## PROBLEM STATEMENT:
From the line containing "Category: black jacket" down to the last line of the material, return those lines verbatim and only those.

[Records from a data collection]
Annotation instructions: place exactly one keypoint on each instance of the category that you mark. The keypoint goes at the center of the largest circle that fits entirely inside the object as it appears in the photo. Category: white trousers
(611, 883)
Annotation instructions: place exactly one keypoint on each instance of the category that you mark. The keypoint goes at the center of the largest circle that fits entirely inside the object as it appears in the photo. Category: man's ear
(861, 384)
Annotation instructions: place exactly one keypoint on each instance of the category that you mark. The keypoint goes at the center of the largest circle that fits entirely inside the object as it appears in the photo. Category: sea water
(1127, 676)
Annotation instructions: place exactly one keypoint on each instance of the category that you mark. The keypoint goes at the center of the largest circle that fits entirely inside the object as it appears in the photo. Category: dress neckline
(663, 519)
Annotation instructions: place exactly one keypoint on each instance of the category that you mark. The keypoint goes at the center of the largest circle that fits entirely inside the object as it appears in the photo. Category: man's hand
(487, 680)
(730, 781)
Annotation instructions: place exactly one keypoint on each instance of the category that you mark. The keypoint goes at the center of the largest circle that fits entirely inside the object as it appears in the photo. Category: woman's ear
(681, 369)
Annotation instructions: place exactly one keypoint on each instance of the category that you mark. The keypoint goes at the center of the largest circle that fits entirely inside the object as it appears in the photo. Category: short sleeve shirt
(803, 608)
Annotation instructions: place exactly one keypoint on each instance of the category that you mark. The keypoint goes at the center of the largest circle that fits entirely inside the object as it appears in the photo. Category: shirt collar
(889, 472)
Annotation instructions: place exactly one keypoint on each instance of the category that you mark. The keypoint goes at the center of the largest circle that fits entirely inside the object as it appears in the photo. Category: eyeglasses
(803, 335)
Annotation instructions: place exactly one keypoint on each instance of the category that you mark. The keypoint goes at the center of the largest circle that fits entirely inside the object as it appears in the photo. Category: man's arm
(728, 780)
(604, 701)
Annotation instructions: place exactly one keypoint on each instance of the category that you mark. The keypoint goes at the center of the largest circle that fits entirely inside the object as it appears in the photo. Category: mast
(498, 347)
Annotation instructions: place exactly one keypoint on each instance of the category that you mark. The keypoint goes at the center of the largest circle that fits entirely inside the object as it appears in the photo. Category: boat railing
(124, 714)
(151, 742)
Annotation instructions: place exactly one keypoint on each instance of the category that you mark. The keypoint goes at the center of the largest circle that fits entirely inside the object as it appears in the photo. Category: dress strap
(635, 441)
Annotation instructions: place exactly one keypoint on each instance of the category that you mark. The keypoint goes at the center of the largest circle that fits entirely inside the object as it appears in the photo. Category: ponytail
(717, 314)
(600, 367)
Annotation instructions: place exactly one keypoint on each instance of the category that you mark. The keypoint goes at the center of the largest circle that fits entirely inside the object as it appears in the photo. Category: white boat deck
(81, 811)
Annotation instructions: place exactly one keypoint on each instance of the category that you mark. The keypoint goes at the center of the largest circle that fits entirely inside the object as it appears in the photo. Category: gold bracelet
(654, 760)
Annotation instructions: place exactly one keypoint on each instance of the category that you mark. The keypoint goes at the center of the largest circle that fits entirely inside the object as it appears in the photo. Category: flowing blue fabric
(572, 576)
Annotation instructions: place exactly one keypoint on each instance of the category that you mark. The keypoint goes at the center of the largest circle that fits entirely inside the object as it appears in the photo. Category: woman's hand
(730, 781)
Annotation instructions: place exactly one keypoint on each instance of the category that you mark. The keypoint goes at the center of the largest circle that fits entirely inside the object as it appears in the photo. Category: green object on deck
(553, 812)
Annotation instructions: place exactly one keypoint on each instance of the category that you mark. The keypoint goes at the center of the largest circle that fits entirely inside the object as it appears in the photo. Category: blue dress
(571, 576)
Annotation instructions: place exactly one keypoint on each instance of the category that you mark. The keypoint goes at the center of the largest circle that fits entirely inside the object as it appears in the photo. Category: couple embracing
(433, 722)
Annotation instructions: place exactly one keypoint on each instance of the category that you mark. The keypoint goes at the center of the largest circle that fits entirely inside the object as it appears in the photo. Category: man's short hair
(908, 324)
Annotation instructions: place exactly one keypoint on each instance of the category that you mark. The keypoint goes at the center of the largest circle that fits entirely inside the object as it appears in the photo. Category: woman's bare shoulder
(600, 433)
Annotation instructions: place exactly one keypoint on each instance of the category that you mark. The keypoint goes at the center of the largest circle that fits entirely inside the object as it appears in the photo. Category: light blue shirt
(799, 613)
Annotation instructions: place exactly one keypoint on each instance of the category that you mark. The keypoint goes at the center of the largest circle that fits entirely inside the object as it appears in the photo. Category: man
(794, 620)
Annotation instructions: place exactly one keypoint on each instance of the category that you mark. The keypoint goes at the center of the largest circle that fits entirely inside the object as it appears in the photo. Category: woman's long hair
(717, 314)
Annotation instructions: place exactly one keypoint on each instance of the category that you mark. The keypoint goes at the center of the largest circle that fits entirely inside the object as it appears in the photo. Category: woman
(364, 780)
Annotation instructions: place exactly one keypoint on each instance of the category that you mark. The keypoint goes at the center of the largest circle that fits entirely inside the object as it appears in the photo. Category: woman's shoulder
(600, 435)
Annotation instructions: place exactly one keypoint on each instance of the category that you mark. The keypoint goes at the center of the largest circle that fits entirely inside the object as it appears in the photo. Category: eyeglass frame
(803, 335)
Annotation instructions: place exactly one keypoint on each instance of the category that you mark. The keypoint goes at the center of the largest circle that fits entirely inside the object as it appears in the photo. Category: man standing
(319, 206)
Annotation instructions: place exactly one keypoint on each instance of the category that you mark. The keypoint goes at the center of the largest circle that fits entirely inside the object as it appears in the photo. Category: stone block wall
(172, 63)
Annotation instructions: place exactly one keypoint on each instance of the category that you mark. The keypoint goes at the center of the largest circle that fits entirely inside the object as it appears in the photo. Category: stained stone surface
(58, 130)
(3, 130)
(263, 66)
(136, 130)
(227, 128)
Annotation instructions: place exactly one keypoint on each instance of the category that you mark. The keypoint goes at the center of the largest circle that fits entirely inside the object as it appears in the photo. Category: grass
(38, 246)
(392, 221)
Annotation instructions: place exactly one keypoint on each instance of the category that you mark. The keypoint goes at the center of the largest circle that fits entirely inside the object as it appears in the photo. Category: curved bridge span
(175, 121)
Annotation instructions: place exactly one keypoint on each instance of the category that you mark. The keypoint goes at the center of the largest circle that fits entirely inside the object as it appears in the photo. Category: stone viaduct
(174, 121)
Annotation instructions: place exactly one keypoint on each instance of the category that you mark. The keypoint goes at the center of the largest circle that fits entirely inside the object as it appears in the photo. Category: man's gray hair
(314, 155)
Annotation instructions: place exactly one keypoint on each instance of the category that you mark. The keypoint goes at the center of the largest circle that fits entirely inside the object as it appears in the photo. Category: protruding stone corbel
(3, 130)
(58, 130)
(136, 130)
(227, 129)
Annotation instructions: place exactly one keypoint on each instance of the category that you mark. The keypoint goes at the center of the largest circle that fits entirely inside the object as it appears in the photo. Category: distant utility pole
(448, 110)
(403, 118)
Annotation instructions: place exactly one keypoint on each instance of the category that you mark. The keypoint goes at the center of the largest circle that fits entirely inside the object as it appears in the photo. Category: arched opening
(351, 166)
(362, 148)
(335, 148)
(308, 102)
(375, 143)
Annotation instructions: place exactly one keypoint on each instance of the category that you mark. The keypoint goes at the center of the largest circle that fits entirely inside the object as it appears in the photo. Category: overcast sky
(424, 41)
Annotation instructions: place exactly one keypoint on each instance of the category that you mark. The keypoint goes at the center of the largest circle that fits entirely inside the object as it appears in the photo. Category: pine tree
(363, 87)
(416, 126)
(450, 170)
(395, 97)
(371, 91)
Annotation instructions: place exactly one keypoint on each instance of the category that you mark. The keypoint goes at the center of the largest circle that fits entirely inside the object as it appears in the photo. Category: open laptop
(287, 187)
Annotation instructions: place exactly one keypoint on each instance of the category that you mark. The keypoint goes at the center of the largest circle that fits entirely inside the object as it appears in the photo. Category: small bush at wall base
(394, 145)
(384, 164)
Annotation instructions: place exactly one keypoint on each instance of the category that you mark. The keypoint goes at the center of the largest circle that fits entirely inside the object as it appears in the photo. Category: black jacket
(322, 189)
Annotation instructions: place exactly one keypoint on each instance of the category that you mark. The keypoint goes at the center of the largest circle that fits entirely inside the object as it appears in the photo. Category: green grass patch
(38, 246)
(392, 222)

## FULL RESPONSE:
Annotation instructions: place exactly one keypoint on each instance of the category that you mark. The keypoint goes at the center of the largest circle that fits entirely inside the object as it appears in the photo. Category: black jacket
(322, 189)
Annotation instructions: place exactly one keypoint on each instance of the category that you mark. The keypoint goes at the center of the largest circle that fits entirely inside the object as it appears in the photo. Category: green grass patch
(38, 246)
(392, 222)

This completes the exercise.